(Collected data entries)

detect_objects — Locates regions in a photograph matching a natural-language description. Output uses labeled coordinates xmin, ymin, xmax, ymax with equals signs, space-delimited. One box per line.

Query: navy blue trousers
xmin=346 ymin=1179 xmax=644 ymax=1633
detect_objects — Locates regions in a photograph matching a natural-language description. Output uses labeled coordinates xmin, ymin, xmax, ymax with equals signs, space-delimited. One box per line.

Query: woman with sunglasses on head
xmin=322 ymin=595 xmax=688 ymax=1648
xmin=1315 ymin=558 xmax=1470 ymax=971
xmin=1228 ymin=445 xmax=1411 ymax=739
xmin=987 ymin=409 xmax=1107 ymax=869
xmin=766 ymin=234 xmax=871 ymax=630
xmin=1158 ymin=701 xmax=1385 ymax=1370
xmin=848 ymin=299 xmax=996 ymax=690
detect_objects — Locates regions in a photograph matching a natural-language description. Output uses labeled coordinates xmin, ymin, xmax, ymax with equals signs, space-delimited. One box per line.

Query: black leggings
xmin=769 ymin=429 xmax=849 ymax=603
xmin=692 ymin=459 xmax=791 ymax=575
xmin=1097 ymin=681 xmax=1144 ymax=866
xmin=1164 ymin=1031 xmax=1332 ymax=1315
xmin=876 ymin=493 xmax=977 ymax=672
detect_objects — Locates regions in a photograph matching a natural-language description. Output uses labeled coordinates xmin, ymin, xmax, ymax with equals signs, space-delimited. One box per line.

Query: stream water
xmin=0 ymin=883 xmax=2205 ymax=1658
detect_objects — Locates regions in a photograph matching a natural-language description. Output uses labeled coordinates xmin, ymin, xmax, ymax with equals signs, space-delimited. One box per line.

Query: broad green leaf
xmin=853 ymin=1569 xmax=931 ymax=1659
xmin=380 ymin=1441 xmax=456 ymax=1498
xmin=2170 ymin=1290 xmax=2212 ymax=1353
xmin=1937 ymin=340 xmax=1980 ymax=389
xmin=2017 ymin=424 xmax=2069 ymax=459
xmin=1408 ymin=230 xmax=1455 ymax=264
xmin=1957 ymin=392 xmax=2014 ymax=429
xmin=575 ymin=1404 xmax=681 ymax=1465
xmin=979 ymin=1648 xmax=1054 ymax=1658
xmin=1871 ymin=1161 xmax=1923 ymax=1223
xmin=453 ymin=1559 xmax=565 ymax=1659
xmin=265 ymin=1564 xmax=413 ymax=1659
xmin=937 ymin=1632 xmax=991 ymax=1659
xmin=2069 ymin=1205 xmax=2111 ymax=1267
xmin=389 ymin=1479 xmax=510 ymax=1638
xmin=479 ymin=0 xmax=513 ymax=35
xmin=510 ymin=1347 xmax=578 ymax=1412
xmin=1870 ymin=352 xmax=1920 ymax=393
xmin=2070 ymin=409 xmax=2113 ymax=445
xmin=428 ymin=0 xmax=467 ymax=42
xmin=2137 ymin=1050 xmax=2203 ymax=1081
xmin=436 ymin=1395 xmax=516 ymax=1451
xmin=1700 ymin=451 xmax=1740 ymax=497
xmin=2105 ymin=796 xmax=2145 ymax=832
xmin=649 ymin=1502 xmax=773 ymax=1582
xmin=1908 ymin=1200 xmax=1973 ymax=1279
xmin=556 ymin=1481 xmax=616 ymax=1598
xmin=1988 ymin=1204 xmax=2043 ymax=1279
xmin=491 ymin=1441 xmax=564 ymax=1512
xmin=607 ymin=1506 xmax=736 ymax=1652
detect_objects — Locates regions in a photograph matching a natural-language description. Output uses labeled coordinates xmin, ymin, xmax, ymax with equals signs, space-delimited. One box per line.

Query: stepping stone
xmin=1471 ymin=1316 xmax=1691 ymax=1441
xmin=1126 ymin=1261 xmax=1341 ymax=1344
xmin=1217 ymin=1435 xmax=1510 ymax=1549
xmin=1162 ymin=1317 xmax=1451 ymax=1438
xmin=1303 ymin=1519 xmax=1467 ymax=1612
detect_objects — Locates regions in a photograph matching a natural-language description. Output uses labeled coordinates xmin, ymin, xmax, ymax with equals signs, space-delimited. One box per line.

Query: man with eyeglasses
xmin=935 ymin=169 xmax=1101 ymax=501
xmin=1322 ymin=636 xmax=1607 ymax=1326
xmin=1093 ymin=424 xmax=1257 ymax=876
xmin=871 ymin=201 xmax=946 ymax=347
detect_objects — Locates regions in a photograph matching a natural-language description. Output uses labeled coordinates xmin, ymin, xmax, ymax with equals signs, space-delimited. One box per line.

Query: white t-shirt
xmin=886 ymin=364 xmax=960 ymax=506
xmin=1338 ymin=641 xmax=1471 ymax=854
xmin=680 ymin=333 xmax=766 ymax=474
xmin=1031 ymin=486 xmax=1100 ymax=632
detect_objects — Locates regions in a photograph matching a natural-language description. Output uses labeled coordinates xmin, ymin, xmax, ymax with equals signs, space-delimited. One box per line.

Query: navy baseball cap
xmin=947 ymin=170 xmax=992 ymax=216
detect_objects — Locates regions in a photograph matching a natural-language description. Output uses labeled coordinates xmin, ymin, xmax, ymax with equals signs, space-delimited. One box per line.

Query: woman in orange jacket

* **What you have to do**
Copy out every record exactly.

* **Exercise answer**
detect_objects — Locates regions in a photograph matching a natural-language description. Output uses labeled coordinates xmin, ymin, xmax, ymax with equals signs, space-delimited. One box per line.

Query: navy blue trousers
xmin=346 ymin=1179 xmax=644 ymax=1633
detect_objects — Locates regions in a photograph matching a natural-language description. Output uses labeled coordinates xmin, ymin, xmax, ymax with equals signs, space-delimited. One box per line.

Query: woman with sunglasses on head
xmin=322 ymin=595 xmax=688 ymax=1648
xmin=1315 ymin=558 xmax=1470 ymax=971
xmin=1228 ymin=445 xmax=1411 ymax=739
xmin=987 ymin=409 xmax=1107 ymax=869
xmin=766 ymin=234 xmax=871 ymax=630
xmin=1158 ymin=701 xmax=1385 ymax=1370
xmin=848 ymin=299 xmax=996 ymax=690
detect_objects — Locates regions in a photograph matching a natural-language description. Output uses labeled coordinates xmin, ymin, xmax, ymax with equals signs, space-delimited. One box per line.

Query: black leggings
xmin=769 ymin=429 xmax=849 ymax=603
xmin=692 ymin=459 xmax=791 ymax=575
xmin=1097 ymin=681 xmax=1144 ymax=866
xmin=1164 ymin=1031 xmax=1332 ymax=1315
xmin=876 ymin=493 xmax=977 ymax=672
detect_objects — Locates regions in a photograph matching a natural-language description. Output uses labeled coordinates xmin, ymin, xmax, ymax with equals signs, space-delimited. One box per line.

Query: stream water
xmin=0 ymin=883 xmax=2205 ymax=1658
detect_objects — Locates regions in a photograph matching a natural-language description. Output uses labeled coordinates xmin, ymin, xmax, ymax with equals signs, space-delimited. One box per line.

Query: broad green leaf
xmin=853 ymin=1569 xmax=931 ymax=1659
xmin=380 ymin=1441 xmax=456 ymax=1498
xmin=2170 ymin=1290 xmax=2212 ymax=1353
xmin=1937 ymin=340 xmax=1980 ymax=389
xmin=2017 ymin=424 xmax=2069 ymax=459
xmin=1408 ymin=230 xmax=1455 ymax=264
xmin=1957 ymin=392 xmax=2014 ymax=429
xmin=575 ymin=1404 xmax=681 ymax=1465
xmin=979 ymin=1648 xmax=1054 ymax=1658
xmin=1871 ymin=1161 xmax=1923 ymax=1223
xmin=453 ymin=1559 xmax=565 ymax=1659
xmin=265 ymin=1564 xmax=413 ymax=1659
xmin=937 ymin=1632 xmax=991 ymax=1659
xmin=2069 ymin=1205 xmax=2111 ymax=1267
xmin=389 ymin=1479 xmax=510 ymax=1638
xmin=479 ymin=0 xmax=513 ymax=35
xmin=510 ymin=1347 xmax=578 ymax=1412
xmin=1870 ymin=352 xmax=1920 ymax=393
xmin=2070 ymin=409 xmax=2113 ymax=445
xmin=428 ymin=0 xmax=467 ymax=42
xmin=2137 ymin=1050 xmax=2203 ymax=1081
xmin=436 ymin=1395 xmax=516 ymax=1451
xmin=1700 ymin=451 xmax=1740 ymax=497
xmin=2105 ymin=796 xmax=2145 ymax=832
xmin=649 ymin=1502 xmax=773 ymax=1582
xmin=1908 ymin=1200 xmax=1973 ymax=1279
xmin=556 ymin=1481 xmax=616 ymax=1598
xmin=1988 ymin=1204 xmax=2043 ymax=1279
xmin=491 ymin=1441 xmax=564 ymax=1512
xmin=607 ymin=1506 xmax=736 ymax=1652
detect_objects — Locates regions in a photograph matching a natural-language description. Output uses labeled coordinates xmin, ymin, xmax, ymax with equals signs, space-delimited. One box per line.

Query: stepping stone
xmin=1471 ymin=1316 xmax=1691 ymax=1441
xmin=1126 ymin=1261 xmax=1341 ymax=1344
xmin=1217 ymin=1435 xmax=1510 ymax=1549
xmin=1162 ymin=1317 xmax=1451 ymax=1438
xmin=1303 ymin=1519 xmax=1467 ymax=1612
detect_objects — Locates regions in a photograph matching a natural-language description. Output uses labeled coordinates xmin, ymin, xmax, ymax with equals signs, space-delimited. One box per line.

Query: man with eyeglasses
xmin=935 ymin=169 xmax=1101 ymax=501
xmin=1322 ymin=636 xmax=1607 ymax=1326
xmin=1093 ymin=424 xmax=1257 ymax=876
xmin=871 ymin=201 xmax=946 ymax=347
detect_objects — Locates regions in a photograph matching a natural-language description. Output uses labeled coordinates xmin, ymin, xmax, ymax with equals signs, space-delimited. One box per line.

Query: white t-shirt
xmin=886 ymin=364 xmax=960 ymax=506
xmin=1338 ymin=641 xmax=1471 ymax=854
xmin=680 ymin=333 xmax=766 ymax=474
xmin=1031 ymin=486 xmax=1100 ymax=632
detect_objects — Locates regions in a photograph matching a natural-language description. Output uses labeled coordinates xmin, ymin, xmax, ymax with equals signs, space-delimited. One box per line.

Query: navy baseball cap
xmin=947 ymin=170 xmax=992 ymax=216
detect_objects — Locates regions in a photograph matching a natural-language description. Output uses labeled coordinates xmin, ymin, xmax, ymax with equals signs, space-delimited. One box per line.

Query: woman in orange jacket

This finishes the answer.